Do this: All of the data needs to be repeated exactly.

-- Begin Records for processing --

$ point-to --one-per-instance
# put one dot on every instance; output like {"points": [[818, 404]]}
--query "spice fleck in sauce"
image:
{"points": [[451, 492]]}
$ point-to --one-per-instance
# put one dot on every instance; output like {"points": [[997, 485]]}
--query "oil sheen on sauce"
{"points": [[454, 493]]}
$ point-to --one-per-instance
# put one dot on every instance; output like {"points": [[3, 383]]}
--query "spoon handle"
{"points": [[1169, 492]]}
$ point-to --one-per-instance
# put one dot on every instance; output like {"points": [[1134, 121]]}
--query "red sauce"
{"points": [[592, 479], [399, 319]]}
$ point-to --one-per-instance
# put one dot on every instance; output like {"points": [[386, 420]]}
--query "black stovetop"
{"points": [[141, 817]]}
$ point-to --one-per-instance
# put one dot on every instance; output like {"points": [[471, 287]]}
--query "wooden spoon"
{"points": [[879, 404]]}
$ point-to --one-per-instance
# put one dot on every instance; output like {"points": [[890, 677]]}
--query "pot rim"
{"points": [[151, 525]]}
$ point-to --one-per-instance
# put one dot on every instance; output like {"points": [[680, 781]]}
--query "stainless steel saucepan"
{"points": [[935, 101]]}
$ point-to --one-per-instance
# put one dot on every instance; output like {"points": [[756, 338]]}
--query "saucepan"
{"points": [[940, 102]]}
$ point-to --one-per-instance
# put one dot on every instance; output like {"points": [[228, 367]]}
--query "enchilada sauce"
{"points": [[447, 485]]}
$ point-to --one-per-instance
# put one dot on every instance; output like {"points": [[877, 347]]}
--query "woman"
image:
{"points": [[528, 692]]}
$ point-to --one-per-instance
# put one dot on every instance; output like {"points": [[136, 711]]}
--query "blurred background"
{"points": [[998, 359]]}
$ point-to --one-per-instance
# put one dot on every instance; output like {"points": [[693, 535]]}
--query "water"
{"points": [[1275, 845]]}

-- End Records for processing --

Answer to this exercise:
$ point-to --one-per-instance
# put one dot on every instance; output like {"points": [[818, 404]]}
--query "spice fleck in sauce"
image:
{"points": [[451, 492]]}
$ point-to --one-per-instance
# put one dot on every instance; output like {"points": [[997, 485]]}
--query "oil sheen on sauce"
{"points": [[454, 493]]}
$ point-to --one-per-instance
# put one dot on every instance; output like {"points": [[3, 383]]}
--query "spoon handle"
{"points": [[1169, 492]]}
$ point-to --one-per-instance
# put one dot on every instance; output like {"points": [[1134, 121]]}
--query "red sauce"
{"points": [[592, 479], [399, 319]]}
$ point-to --one-per-instance
# put one dot on every instance; output like {"points": [[386, 420]]}
--query "black stovetop"
{"points": [[141, 817]]}
$ point-to --one-per-instance
# put one dot on every instance; output like {"points": [[471, 287]]}
--query "wooden spoon"
{"points": [[879, 404]]}
$ point-to --one-per-instance
# put one dot on every instance; output like {"points": [[890, 677]]}
--query "pot rim"
{"points": [[151, 525]]}
$ point-to --one-per-instance
# put one dot on every instance; output like {"points": [[680, 781]]}
--query "stainless steel saucepan"
{"points": [[935, 101]]}
$ point-to --one-per-instance
# put one dot on every instance; output like {"points": [[756, 338]]}
--query "saucepan"
{"points": [[940, 102]]}
$ point-to --one-per-instance
# put one dot on every instance; output like {"points": [[228, 367]]}
--query "enchilada sauce"
{"points": [[447, 485]]}
$ point-to --one-per-instance
# put one dot on every instance; output like {"points": [[877, 347]]}
--query "woman"
image:
{"points": [[528, 692]]}
$ point-to --one-per-instance
# put one dot on every instance; output like {"points": [[136, 711]]}
--query "blurred background"
{"points": [[998, 359]]}
$ point-to --one-per-instance
# put one dot on every instance; output like {"points": [[693, 535]]}
--query "water"
{"points": [[1275, 845]]}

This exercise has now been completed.